- [Selected extract]:

· · · ·

Here are three examples of situations where it may be preferable to forgo bonus depreciation or Sec. 179 expensing:

  1. You are Planning to Sell QIP
    If you have invested heavily in building improvements that are eligible for bonus depreciation as QIP, you may be stepping into a tax trap by writing it off if you plan to sell the building in the near future. That is because your gain on the sale — up to the amount of bonus depreciation or Sec. 179 deductions you have claimed — will be treated as “recaptured” depreciation that is taxable at ordinary income tax rates as high as 37%. On the other hand, if you deduct the cost of QIP under regular depreciation rules (generally, over 15 years), any long-term gain attributable to those deductions will be taxable at a top rate of 25% if the building is sold.

    Related Read: What You Need to Know About the CARES Act and Qualified Improvement Property

  2. You are Eligible for the “Pass-Through” Deduction
    This deduction allows eligible business owners to deduct up to 20% of their qualified business income (QBI) from certain pass-through entities, such as partnerships, limited liability companies or sole proprietorships. The deduction, which is available through 2025, cannot exceed 20% of an owner’s taxable income, excluding net capital gains (several other restrictions apply).

    Claiming bonus depreciation or Sec. 179 deductions reduces your taxable income, which may deprive you of an opportunity to maximize QBI deductions. And since the QBI deduction is scheduled to expire in 2025, it makes sense to take advantage of it while you can.

· · · ·

- [Extracted entries]:
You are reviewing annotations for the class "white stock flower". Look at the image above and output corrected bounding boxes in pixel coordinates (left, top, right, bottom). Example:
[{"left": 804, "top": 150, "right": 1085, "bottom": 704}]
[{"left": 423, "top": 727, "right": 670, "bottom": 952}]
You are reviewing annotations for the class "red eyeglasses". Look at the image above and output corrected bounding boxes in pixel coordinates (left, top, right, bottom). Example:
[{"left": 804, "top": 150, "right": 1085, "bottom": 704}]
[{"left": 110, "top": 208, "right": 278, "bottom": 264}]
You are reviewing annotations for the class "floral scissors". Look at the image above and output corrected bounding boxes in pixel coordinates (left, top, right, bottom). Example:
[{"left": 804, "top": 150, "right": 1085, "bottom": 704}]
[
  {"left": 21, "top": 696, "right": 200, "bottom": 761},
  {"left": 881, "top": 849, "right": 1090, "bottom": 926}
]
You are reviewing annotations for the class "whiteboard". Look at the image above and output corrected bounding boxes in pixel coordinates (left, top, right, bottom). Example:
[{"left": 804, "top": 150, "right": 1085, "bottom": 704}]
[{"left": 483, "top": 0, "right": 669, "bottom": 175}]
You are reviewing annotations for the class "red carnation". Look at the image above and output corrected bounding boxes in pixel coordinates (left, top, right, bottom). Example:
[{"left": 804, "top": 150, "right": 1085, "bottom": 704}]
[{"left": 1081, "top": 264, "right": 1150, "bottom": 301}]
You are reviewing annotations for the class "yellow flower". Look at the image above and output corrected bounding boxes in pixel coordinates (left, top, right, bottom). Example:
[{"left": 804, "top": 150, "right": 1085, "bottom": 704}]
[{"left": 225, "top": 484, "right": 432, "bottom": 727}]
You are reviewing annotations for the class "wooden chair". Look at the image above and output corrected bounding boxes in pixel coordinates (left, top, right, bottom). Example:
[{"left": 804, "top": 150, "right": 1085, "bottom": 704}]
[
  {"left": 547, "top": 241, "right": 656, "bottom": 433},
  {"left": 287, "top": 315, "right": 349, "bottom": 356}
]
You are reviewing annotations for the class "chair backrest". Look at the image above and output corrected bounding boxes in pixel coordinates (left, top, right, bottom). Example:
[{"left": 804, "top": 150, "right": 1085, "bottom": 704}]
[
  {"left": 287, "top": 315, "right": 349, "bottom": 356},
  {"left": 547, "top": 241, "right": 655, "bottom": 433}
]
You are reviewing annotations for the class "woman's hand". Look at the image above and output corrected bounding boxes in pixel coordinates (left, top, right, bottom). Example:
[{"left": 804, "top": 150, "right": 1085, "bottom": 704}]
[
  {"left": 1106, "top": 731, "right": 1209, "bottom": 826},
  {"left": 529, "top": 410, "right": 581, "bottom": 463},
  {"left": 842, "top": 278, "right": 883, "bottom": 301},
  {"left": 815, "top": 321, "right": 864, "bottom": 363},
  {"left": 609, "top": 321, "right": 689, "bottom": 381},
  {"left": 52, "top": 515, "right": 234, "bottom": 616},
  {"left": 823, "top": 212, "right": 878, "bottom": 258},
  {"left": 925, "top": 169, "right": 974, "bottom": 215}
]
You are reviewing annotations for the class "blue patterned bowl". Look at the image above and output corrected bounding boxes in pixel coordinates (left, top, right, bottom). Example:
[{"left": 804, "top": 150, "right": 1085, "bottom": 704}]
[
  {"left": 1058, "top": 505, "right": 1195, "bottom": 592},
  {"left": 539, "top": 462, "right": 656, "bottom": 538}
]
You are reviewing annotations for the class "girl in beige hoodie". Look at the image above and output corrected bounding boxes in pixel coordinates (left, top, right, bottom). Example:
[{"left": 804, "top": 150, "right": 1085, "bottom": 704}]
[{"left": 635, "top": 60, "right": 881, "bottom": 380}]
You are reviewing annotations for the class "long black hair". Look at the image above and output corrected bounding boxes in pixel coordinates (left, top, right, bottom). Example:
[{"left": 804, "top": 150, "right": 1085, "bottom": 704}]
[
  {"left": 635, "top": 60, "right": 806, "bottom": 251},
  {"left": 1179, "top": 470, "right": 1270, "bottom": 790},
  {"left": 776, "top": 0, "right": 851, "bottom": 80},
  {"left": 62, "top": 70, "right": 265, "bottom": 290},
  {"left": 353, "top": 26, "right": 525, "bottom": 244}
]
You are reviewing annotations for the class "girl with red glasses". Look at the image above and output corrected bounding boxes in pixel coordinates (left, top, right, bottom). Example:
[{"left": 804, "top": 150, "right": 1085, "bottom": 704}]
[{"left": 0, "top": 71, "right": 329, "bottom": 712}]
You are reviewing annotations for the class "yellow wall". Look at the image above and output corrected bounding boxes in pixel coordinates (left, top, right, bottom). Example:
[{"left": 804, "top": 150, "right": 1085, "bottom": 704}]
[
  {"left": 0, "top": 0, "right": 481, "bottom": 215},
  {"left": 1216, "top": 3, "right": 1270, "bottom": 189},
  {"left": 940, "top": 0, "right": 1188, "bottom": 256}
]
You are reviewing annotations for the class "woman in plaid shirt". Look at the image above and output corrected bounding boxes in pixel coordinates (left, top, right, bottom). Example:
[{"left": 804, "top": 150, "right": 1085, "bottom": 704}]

· · · ·

- [Problem set]:
**1)** In the passage on when to skip bonus depreciation, what top tax rate applies to long-term gain from regular depreciation deductions on QIP when the building is sold?
**2)** Continue the passage on when to skip bonus depreciation from where it stops.

- [Exercise answers]:
**1)** A top rate of 25%.

**2)**
  3. Depreciation Deductions Will be More Valuable in the Future
    The value of a deduction is based on its ability to reduce your tax bill. If you think your tax rate will go up in the coming years, either because you believe Congress will increase rates or you expect to be in a higher bracket, depreciation write-offs may be worth more in future years than they are now.

Timing is everything

Keep in mind that forgoing bonus depreciation or Sec. 179 deductions only affects the timing of those deductions. You will still have an opportunity to write off the full cost of eligible assets over a longer time period. Your ORBA tax advisor can analyze how these write-offs interact with other tax benefits and determine the optimal strategy for your company’s situation.

Sidebar: Can you deduct the cost of your website?

There was a time when websites were nothing more than “online brochures.” But today, they are indispensable tools that many manufacturers use for critical business functions, including marketing and advertising, communications, supply chain management and e-commerce. Websites are especially important in the COVID-19 environment, as manufacturers rely more heavily on virtual rather than in-person interactions.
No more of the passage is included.